→ **RECORDS FOR PROCESSING**

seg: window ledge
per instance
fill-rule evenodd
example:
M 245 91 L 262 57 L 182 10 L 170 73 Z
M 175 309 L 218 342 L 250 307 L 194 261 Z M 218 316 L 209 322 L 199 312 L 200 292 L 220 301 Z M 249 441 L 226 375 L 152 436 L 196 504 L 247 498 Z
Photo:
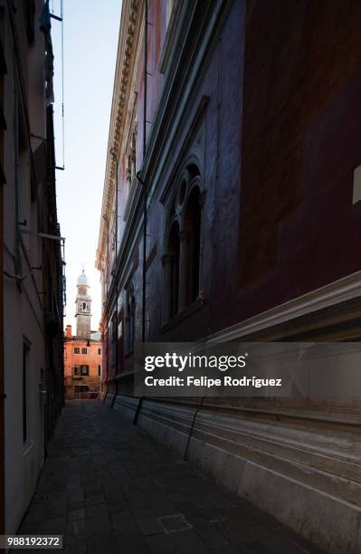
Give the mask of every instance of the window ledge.
M 177 313 L 176 316 L 175 316 L 172 320 L 170 320 L 169 321 L 166 321 L 166 323 L 163 323 L 162 326 L 160 327 L 159 332 L 166 333 L 168 330 L 172 329 L 173 327 L 176 327 L 176 325 L 178 325 L 178 323 L 189 318 L 189 316 L 191 316 L 195 311 L 197 311 L 197 310 L 200 310 L 200 308 L 202 308 L 204 304 L 204 297 L 203 296 L 202 291 L 201 291 L 197 299 L 194 302 L 192 302 L 192 304 L 189 304 L 188 306 L 186 306 L 184 310 L 182 310 L 182 311 Z

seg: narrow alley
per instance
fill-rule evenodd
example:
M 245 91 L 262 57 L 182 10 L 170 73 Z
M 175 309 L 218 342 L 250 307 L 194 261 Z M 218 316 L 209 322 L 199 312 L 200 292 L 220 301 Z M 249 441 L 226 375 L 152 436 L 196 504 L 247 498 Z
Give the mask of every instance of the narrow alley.
M 96 400 L 66 404 L 19 533 L 77 554 L 315 551 Z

→ **GIVEN TASK**
Reproduce every line of the entries above, requests included, adding 47 to each coordinate in the answer outlines. Omit the pictures.

→ **SOLVED EXERCISE**
seg: window ledge
per instance
fill-rule evenodd
example:
M 245 91 L 262 57 L 182 10 L 170 73 Z
M 175 309 L 218 342 L 250 307 L 194 261 Z M 218 316 L 209 322 L 199 312 L 200 292 L 220 301 Z M 249 441 L 226 375 L 152 436 L 196 504 L 247 498 Z
Photo:
Give the mask of every instance of the window ledge.
M 224 360 L 223 363 L 222 363 L 219 367 L 217 367 L 216 368 L 213 368 L 213 370 L 210 370 L 209 373 L 207 374 L 206 379 L 213 380 L 215 377 L 219 376 L 220 374 L 223 374 L 223 372 L 225 372 L 225 370 L 236 365 L 236 363 L 238 363 L 242 358 L 244 358 L 244 357 L 247 357 L 247 355 L 249 355 L 251 351 L 251 344 L 250 343 L 249 338 L 248 338 L 244 346 L 241 349 L 239 349 L 239 351 L 236 351 L 235 353 L 233 353 L 231 357 L 229 357 L 229 358 Z

seg: narrow alley
per instance
fill-rule evenodd
example:
M 245 91 L 262 57 L 182 10 L 170 73 Z
M 175 309 L 218 342 L 250 307 L 194 261 Z M 218 316 L 209 322 L 199 312 L 200 292 L 220 301 Z M 249 441 L 226 375 L 152 436 L 196 504 L 247 498 Z
Give the mask of every instance of the narrow alley.
M 143 447 L 113 451 L 66 580 L 124 601 L 362 598 Z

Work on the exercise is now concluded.